- _EXERCISE PASSAGE_:
His words made me think about how we are entering a world where artificial intelligence or AI is becoming a common mode of providing psychological support or therapy.
For many people, that’s fine. For those feeling anxious, flat, a bit lonely — AI-based tools can offer something genuinely helpful.
They reflect your thoughts, give you language, offer calm. In that way, they mirror your feelings. And sometimes, that’s enough.
But that is precisely where it gets more complicated too.
When we cross over from expressions of normal human emotion into serious mental illness — severe depression, psychosis, anorexia nervosa, the mirroring that makes AI feel so responsive can also become a risk.
If someone believes they’re being persecuted, or are overwhelmed by self-loathing, an AI language model, designed through mirroring to sound empathic, might unwittingly reinforce those very same beliefs.
The problem is not just the mirroring model. It is also the fact that AI models are trained on publicly available information while the most important therapeutic interactions — the ones that matter most in crisis situations, aren’t out there in public. They live in confidential notes, private sessions, closed clinics.
That brings me to something important.
In 2025, the New England Journal of Medicine, one of the most prestigious of medical journals, published a paper showing that AI-based therapy can be effective, particularly for anxiety and depression.

- _DATA SHOWN_:
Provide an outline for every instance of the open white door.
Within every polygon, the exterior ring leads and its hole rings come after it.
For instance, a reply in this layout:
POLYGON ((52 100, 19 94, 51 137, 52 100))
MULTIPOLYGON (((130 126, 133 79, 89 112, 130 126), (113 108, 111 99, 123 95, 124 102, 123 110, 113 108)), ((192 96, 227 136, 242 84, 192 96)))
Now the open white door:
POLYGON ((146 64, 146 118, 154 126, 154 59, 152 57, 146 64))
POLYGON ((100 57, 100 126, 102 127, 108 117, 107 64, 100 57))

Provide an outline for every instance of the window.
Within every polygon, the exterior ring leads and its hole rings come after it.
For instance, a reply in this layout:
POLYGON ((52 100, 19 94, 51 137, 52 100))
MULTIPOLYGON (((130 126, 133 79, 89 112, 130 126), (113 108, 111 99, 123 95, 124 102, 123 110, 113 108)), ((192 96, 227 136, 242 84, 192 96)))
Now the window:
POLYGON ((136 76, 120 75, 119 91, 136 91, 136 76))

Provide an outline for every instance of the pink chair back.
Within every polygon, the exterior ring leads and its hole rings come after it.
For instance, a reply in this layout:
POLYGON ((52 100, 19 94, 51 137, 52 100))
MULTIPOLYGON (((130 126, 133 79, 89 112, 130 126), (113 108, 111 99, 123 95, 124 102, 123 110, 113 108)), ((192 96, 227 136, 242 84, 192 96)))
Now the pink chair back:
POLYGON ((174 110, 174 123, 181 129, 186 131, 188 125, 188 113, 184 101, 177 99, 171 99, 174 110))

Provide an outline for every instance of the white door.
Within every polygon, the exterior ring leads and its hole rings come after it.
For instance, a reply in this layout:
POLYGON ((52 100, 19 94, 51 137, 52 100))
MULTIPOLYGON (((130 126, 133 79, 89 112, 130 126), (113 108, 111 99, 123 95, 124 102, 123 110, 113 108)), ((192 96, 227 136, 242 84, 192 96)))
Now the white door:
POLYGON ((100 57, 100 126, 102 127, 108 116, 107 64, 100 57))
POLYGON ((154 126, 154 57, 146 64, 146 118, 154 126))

- _APPLY WHAT YOU READ_:
A. Render this sentence from the text on AI-based therapy into Spanish: "But that is precisely where it gets more complicated too."
B. Pick up the text on AI-based therapy after its last sentence and write the next few sentences.
The rows have no connection to the text about AI-based therapy.

- _SOLVED TASKS_:
A. Pero es precisamente ahí donde también se complica más.

B.
However, the method in that paper was different: an AI model trained not just on publicly available information but also on real clinical notes, within strict ethical frameworks. It didn’t just guess how to help; it learned from those who did that work every day.
The risk of course is that if this nuance is not well understood, headlines ‘endorsing AI therapy’ can be misunderstood. Indeed, not all suffering is the same and not all AI therapy is created equal.
As psychiatrists, we must firstly highlight the distinction between extremes of normal human emotion and serious mental illness. For those with serious mental illnesses, we need to highlight that what truly heals is not just something that looks empathic, but one that also feels like delivering on that empathy.
Secondly, there is an urgent imperative to shape the regulation of how new AI tools are developed, understood, and used — with clarity, safety, and compassion.